REQUIREMENTS: Find "Objective — one point per instance of the runner's" in the material below, then copy that line and every subsequent line to the end, exactly.

(A block of data)
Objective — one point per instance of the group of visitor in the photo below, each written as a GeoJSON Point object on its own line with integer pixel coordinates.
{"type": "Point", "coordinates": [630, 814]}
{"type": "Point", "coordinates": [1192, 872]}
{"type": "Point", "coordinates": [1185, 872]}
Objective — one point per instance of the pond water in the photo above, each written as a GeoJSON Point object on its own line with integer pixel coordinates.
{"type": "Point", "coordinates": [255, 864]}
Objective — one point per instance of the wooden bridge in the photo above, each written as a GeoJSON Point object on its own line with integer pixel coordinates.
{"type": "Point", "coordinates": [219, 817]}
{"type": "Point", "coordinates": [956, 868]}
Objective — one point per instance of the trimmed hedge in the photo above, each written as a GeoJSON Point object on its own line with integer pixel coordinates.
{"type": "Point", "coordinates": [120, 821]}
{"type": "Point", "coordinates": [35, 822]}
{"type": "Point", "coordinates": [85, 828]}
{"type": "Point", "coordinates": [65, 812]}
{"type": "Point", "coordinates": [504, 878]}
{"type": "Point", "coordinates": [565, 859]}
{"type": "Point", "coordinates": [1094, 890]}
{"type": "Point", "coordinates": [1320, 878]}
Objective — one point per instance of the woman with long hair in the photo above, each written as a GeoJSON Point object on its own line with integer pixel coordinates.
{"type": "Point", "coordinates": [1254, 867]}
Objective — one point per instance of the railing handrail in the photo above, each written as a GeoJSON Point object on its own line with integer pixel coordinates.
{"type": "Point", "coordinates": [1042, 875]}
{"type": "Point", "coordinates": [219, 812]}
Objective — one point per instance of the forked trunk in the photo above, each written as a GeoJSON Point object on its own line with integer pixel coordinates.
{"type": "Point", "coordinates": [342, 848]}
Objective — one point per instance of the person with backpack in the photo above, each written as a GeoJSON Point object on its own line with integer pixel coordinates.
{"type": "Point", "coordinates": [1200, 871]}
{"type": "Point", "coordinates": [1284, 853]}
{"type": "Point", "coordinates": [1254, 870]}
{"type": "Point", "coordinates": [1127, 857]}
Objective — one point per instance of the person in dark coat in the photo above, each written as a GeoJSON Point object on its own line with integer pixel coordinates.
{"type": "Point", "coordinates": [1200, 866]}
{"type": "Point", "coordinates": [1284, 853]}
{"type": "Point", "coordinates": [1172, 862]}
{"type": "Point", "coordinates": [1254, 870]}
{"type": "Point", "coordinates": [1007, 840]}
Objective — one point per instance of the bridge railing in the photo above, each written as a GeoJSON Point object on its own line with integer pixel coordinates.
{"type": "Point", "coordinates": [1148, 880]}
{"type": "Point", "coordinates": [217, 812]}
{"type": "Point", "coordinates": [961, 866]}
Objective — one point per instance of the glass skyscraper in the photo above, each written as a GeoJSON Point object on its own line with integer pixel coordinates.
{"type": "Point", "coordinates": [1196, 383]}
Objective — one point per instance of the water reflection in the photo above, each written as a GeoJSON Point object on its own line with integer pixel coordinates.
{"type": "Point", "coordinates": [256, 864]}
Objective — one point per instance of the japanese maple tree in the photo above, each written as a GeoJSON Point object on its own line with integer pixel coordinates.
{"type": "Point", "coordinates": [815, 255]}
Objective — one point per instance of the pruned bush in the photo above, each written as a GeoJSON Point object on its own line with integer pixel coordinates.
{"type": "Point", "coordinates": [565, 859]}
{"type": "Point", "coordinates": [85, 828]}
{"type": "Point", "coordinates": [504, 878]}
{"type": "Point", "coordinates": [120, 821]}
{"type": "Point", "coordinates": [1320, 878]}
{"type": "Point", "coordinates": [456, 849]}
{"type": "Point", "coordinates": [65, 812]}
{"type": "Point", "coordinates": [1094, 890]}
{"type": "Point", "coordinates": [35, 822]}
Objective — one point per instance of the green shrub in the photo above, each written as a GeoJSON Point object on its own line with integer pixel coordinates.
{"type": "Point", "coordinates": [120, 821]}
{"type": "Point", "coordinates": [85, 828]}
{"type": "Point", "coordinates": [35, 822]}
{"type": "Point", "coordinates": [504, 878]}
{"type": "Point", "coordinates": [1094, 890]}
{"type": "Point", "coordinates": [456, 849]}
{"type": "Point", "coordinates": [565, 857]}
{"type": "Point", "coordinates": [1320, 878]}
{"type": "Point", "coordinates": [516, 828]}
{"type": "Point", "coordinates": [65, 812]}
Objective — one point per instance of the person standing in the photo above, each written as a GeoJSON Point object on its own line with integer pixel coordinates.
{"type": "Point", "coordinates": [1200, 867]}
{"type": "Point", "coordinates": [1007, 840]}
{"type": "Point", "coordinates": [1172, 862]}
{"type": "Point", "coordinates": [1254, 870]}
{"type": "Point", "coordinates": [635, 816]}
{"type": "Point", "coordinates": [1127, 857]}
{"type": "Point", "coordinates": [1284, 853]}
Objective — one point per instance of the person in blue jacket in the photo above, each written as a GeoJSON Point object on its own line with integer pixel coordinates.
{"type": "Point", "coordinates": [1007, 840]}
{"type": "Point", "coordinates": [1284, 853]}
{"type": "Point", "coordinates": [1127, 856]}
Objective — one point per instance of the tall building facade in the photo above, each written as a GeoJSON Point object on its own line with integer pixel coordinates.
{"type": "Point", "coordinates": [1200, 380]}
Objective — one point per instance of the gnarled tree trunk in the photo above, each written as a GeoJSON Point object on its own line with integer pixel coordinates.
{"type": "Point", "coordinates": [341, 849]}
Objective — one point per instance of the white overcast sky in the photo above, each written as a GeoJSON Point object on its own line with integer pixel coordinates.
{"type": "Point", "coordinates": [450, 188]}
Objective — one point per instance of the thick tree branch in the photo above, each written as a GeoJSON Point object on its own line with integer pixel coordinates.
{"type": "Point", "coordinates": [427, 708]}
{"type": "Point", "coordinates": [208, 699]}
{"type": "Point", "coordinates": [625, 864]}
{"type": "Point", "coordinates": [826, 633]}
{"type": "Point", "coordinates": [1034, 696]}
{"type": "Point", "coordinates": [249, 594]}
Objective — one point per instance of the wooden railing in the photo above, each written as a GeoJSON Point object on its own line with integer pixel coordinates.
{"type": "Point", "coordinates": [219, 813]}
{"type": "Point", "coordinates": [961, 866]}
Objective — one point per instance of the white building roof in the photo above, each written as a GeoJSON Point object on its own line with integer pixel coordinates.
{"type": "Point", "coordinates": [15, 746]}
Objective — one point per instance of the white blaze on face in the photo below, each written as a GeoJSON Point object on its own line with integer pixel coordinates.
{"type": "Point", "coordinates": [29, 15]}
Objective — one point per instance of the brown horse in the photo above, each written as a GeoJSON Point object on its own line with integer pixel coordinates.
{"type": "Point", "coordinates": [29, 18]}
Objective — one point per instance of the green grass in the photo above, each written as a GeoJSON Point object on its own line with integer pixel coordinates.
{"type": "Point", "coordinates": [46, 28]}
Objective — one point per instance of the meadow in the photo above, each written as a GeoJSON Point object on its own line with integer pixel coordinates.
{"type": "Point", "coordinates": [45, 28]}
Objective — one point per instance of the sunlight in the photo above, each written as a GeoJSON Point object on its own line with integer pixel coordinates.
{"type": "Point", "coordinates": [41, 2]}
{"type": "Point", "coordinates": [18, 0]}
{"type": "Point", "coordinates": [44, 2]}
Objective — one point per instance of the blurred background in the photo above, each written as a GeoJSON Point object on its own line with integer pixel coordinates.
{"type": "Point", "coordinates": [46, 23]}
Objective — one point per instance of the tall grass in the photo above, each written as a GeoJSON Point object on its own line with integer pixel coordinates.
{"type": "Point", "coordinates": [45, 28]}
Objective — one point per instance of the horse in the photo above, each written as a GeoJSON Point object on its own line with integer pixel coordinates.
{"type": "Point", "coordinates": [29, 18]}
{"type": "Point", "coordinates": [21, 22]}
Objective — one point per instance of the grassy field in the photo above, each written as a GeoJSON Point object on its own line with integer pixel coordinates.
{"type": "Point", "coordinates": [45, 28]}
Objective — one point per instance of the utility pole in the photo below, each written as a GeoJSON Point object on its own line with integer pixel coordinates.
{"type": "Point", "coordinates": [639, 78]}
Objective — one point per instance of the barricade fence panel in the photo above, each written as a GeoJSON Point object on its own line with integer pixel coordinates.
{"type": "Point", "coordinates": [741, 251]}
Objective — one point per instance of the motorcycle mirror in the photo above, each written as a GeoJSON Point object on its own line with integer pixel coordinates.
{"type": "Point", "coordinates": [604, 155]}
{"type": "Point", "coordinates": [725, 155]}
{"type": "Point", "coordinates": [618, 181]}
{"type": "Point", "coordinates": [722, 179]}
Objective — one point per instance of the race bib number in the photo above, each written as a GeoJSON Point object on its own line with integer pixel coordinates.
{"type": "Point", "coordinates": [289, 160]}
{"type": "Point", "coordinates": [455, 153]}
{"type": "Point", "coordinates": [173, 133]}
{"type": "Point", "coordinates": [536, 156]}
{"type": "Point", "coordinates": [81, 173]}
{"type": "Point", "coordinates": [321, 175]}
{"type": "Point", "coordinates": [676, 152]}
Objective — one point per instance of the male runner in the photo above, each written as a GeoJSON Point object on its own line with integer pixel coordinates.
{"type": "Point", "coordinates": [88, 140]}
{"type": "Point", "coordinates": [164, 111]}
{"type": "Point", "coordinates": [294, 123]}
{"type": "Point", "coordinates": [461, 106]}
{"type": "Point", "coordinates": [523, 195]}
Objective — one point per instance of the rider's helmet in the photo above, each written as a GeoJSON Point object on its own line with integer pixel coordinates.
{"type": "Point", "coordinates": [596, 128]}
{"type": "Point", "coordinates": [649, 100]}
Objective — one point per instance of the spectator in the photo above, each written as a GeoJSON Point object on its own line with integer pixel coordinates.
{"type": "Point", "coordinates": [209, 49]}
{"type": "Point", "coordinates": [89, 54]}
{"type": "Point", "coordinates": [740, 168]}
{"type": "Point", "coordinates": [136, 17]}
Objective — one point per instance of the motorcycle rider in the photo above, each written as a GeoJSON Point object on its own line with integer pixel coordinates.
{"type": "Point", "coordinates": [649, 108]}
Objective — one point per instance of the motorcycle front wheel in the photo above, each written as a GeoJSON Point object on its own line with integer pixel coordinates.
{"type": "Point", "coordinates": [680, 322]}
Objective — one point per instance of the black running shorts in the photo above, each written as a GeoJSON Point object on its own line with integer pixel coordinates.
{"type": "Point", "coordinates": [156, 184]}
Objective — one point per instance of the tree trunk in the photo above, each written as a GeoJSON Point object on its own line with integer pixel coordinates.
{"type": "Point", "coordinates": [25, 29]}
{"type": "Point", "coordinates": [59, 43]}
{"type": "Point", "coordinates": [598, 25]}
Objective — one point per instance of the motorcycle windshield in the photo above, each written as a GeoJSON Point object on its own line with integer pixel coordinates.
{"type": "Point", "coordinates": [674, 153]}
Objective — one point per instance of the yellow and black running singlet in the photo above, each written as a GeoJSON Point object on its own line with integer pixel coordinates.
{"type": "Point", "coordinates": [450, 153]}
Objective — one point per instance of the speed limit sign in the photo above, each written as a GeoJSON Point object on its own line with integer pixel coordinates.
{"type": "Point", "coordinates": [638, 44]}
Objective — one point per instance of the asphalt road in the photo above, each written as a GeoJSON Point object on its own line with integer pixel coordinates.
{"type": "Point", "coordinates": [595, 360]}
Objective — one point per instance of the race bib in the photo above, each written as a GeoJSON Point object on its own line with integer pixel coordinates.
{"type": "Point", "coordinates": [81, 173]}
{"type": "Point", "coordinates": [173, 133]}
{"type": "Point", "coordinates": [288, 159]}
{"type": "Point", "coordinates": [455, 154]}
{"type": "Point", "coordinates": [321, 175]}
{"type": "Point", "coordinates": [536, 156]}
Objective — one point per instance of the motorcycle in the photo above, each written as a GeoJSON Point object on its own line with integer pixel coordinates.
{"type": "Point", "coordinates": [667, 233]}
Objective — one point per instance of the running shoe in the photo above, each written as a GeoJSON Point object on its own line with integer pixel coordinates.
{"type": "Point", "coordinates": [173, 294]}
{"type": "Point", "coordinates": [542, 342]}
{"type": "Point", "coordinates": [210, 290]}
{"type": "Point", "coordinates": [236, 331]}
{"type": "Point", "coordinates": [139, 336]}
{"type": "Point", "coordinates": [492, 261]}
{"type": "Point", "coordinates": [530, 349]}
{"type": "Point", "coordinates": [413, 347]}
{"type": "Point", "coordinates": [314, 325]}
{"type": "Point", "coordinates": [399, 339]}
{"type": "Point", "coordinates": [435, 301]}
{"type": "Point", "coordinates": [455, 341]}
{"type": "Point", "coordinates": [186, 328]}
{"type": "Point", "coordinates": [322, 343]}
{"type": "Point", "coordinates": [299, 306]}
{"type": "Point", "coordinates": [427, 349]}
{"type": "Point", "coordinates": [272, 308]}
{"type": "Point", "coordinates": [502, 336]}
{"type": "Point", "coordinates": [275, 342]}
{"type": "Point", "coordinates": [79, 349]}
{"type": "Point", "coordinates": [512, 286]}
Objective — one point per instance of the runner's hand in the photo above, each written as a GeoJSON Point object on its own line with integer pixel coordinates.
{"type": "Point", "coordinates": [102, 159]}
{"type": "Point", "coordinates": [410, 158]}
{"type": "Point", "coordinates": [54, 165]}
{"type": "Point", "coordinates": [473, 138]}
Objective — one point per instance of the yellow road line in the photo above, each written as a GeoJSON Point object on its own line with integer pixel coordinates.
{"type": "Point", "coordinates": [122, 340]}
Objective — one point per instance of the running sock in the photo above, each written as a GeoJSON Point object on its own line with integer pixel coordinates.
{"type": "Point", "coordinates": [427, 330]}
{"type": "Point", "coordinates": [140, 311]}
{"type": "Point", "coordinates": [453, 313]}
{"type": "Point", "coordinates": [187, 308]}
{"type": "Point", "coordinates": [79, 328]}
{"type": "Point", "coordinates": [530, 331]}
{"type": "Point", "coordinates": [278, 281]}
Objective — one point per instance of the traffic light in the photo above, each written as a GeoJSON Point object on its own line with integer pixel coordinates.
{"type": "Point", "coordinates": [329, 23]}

EXERCISE RESULT:
Objective — one point per instance of the runner's hand in the photo above, each written as a GeoJSON Point object on its own line with integer pixel coordinates.
{"type": "Point", "coordinates": [102, 159]}
{"type": "Point", "coordinates": [410, 158]}
{"type": "Point", "coordinates": [54, 165]}
{"type": "Point", "coordinates": [473, 138]}
Objective — one point per instance of the yellow road line in the photo above, each written as a GeoJSON Point object on its own line with integer pixel coordinates.
{"type": "Point", "coordinates": [122, 340]}
Objective — one point per instance of the running sock in the photo above, each written as a GeoJSON Point object on its own line with integer pixel coordinates.
{"type": "Point", "coordinates": [427, 330]}
{"type": "Point", "coordinates": [140, 311]}
{"type": "Point", "coordinates": [453, 313]}
{"type": "Point", "coordinates": [187, 308]}
{"type": "Point", "coordinates": [79, 328]}
{"type": "Point", "coordinates": [530, 331]}
{"type": "Point", "coordinates": [278, 281]}
Objective — one point per instance of the traffic light in the photo above, each written as a GeoJSON Point object on its own line with integer pixel coordinates.
{"type": "Point", "coordinates": [329, 23]}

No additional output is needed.